* **DESCRIPTION OF THE TASK**: List every line of the material below that contains the string "mountain", reproducing each such line in full. Letter case counts.

* **ENTRIES PROVIDED**:
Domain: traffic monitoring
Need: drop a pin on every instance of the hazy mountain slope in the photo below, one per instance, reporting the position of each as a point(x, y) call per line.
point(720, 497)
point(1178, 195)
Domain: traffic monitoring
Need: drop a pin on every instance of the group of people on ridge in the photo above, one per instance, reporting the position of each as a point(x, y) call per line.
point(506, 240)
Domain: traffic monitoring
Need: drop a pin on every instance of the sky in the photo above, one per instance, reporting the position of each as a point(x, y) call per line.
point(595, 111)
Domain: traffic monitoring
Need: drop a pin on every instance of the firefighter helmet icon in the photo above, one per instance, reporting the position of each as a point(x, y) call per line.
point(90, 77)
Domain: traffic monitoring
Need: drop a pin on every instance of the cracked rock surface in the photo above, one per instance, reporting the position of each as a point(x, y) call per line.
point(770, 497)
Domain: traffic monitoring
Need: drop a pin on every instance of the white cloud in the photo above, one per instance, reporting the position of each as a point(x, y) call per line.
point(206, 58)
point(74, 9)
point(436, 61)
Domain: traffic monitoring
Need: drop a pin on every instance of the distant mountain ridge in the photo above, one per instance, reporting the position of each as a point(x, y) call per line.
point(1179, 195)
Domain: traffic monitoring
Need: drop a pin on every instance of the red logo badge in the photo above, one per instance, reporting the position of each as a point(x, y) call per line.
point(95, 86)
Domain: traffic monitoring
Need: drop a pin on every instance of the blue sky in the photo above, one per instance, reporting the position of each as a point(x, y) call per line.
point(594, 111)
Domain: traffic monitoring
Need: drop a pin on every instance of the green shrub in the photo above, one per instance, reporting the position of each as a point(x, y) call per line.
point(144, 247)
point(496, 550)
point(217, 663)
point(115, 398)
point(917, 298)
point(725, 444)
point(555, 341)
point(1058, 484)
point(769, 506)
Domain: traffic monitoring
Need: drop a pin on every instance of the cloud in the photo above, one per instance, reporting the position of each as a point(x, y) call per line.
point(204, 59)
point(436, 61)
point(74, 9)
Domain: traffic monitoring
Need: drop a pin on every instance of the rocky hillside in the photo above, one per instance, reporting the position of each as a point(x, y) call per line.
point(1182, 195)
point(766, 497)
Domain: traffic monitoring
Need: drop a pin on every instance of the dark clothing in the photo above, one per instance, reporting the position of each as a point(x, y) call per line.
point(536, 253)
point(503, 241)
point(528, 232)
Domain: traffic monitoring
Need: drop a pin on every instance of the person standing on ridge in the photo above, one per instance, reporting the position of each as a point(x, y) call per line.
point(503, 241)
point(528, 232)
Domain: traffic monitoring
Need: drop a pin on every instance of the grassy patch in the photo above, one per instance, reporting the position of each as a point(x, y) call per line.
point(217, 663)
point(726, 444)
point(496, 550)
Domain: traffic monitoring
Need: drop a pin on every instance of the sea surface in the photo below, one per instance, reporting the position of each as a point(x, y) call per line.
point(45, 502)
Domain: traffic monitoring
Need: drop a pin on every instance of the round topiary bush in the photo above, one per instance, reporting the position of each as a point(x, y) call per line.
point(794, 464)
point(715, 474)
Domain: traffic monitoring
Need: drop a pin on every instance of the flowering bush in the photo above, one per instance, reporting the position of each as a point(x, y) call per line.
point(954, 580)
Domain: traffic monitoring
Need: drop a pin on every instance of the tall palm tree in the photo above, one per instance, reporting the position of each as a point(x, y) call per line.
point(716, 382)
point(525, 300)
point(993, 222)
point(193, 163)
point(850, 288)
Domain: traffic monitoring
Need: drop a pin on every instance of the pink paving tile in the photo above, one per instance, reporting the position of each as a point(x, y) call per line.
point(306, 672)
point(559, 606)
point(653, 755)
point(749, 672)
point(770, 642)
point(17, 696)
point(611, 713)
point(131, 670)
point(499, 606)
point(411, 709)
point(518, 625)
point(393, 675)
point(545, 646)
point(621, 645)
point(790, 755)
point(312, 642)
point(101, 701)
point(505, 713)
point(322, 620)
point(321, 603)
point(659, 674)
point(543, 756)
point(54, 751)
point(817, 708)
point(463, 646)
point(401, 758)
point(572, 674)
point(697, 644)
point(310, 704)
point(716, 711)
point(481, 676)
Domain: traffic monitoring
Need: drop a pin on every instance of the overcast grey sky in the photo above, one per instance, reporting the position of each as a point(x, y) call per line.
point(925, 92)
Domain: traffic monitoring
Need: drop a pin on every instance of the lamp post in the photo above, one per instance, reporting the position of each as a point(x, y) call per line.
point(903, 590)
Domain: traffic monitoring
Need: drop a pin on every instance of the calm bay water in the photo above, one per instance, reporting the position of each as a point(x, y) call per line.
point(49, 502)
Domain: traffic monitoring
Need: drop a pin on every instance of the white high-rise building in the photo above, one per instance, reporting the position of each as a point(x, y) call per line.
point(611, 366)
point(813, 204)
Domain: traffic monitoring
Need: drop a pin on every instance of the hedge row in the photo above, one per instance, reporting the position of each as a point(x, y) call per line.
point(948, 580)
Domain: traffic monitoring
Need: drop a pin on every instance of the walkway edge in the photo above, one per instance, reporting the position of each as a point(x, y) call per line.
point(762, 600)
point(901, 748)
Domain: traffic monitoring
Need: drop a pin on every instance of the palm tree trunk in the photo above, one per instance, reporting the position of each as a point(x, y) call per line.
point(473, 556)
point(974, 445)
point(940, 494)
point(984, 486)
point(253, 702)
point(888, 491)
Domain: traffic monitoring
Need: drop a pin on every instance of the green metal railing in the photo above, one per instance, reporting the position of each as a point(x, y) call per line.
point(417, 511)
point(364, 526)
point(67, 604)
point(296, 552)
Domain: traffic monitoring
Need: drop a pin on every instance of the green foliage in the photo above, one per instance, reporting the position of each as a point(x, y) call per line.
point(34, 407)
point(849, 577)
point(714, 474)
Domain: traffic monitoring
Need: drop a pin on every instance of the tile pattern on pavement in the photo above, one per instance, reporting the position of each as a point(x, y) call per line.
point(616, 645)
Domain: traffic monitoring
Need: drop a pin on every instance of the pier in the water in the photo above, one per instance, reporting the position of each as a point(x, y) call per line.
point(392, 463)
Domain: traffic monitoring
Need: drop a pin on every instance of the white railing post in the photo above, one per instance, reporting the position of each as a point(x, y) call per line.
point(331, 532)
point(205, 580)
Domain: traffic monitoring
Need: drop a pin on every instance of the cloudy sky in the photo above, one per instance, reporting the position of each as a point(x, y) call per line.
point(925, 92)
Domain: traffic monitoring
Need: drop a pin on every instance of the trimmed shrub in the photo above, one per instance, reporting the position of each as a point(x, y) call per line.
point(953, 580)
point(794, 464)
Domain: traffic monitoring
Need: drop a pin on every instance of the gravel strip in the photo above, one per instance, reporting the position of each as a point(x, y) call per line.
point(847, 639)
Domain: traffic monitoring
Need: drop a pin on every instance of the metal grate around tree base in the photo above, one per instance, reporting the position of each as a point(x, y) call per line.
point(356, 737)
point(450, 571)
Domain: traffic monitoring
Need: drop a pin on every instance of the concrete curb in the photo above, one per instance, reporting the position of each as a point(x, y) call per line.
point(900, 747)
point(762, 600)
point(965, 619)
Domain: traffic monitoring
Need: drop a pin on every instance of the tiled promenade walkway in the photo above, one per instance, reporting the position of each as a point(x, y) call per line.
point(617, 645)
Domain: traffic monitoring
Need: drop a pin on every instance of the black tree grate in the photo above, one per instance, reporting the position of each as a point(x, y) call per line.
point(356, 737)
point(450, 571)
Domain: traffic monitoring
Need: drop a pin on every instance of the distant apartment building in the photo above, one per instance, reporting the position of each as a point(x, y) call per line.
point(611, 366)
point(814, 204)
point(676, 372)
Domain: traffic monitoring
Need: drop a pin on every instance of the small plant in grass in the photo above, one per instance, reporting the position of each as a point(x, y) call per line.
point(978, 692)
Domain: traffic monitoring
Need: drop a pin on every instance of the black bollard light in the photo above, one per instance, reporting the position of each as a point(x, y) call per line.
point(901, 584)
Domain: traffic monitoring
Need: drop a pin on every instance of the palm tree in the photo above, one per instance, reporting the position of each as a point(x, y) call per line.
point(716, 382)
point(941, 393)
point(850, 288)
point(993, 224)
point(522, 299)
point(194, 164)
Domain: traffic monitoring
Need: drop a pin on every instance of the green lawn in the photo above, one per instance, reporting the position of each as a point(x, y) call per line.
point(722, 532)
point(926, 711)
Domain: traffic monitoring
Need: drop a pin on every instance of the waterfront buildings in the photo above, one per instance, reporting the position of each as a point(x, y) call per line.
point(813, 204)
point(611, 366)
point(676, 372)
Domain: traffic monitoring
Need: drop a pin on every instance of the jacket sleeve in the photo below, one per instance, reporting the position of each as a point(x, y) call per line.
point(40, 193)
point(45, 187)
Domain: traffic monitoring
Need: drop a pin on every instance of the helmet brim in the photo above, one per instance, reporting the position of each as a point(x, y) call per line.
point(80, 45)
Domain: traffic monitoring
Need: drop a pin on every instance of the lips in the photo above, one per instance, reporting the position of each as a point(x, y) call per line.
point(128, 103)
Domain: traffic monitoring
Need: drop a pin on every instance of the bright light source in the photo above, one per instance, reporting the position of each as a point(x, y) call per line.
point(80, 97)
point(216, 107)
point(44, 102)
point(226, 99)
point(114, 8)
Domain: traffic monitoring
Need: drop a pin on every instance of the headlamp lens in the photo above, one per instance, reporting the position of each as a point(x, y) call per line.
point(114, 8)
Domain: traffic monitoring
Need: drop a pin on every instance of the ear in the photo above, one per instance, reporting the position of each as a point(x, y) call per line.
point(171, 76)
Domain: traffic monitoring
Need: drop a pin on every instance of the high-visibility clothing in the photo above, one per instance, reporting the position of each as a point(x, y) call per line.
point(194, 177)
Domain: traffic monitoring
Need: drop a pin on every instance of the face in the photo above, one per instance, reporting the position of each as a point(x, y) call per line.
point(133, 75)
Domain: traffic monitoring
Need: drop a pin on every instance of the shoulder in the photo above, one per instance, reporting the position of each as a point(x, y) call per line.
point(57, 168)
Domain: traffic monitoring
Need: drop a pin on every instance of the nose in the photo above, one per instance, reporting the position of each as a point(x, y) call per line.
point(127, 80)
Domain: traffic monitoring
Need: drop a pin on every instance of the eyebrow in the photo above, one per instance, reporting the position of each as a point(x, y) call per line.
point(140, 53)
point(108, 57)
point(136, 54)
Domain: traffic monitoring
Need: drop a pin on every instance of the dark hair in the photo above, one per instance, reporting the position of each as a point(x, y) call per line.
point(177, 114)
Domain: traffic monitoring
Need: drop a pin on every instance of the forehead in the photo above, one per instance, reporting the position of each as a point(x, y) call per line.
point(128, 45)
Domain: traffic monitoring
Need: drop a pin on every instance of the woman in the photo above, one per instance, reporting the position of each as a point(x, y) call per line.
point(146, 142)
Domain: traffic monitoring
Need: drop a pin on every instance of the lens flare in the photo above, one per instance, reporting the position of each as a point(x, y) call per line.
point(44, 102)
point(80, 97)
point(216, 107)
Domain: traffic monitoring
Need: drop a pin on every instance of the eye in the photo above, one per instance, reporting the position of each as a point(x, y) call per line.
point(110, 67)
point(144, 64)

* **RESPONSE**:
Need: drop a pin on every instance of the hazy mountain slope in the photo below, one per instance, reporting the position of each as a point(x, y) call per line.
Need: drop a pin on every instance of the distant mountain ridge in the photo above, one per instance, reporting the position of each as a point(x, y) call per line.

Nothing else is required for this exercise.